TRECHO DO TEXTO
....

Mas então igreja zera ou não quilometragem?

Arrependimento e purificação de pecados é o âmago do Evangelho.
“Venham, vamos refletir juntos”, diz o Senhor. “Embora os seus pecados sejam vermelhos como o escarlate, eles se tornarão brancos como a neve; embora sejam rubros como a púrpura, eles se tornarão como a lã.” (Isaías 1:18)
A ideia de que alguém “regenerado” ainda carrega consigo um status inferior por causa do passado é, na prática, uma negação da cruz. O apóstolo Paulo escreve: “Assim que, se alguém está em Cristo, nova criatura é: as coisas velhas já passaram; eis que tudo se fez novo” (2Co 5:17).
Isso não é uma metáfora motivacional — é uma realidade espiritual. Aquilo que fomos antes de Cristo não define quem somos agora. E não cabe a ninguém colocar sobre os ombros de uma nova criatura o peso da velha natureza.

....

TAREFAS PROPOSTAS
[1] Reproduza literalmente o trecho do texto sobre arrependimento e nova vida em Cristo, começando em "A ideia de que" e terminando em "da velha natureza.".
[2] Retome o texto sobre arrependimento e nova vida em Cristo a partir do ponto em que ele para.
A listagem a seguir provém de outra fonte, sem relação com o texto.

AMOSTRA DE DADOS
....

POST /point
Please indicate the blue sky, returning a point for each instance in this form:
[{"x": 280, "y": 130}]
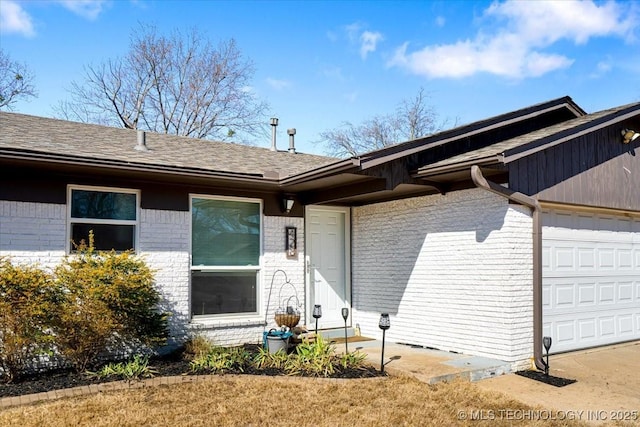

....

RESPOSTAS POR TAREFA
[1]
A ideia de que alguém “regenerado” ainda carrega consigo um status inferior por causa do passado é, na prática, uma negação da cruz. O apóstolo Paulo escreve: “Assim que, se alguém está em Cristo, nova criatura é: as coisas velhas já passaram; eis que tudo se fez novo” (2Co 5:17).
Isso não é uma metáfora motivacional — é uma realidade espiritual. Aquilo que fomos antes de Cristo não define quem somos agora. E não cabe a ninguém colocar sobre os ombros de uma nova criatura o peso da velha natureza.

[2]
Um problema recorrente desse pensamento é a seletividade moral. Muitos desses que exigem santidade passada de suas futuras esposas não exigem o mesmo de si mesmos — seja em atos ou pensamentos. Vivem atolados em pornografia, cultivam um olhar impuro e um coração orgulhoso, mas acham que, por serem “virgens”, são espiritualmente superiores. Mas Jesus foi claro: quem olha com intenção impura já cometeu adultério no coração (Mateus 5:28). A pureza, no Reino de Deus, não se resume à ausência de histórico sexual, mas ao domínio próprio, à humildade e ao amor verdadeiro.
Uma pausa para deixar claro: não é errado desejar um casamento puro. Jovens que foram guardados em santidade têm todo o direito de sonhar com alguém que compartilhe desse mesmo valor. A pureza é um presente, e não uma fraqueza. Mas desejar isso não é o mesmo que usar isso como critério para julgar e condenar. Quando o coração se torna seletivo demais na sua noção de justiça, ele começa a pesar a graça — como se ela fosse limitada, condicional ou merecida.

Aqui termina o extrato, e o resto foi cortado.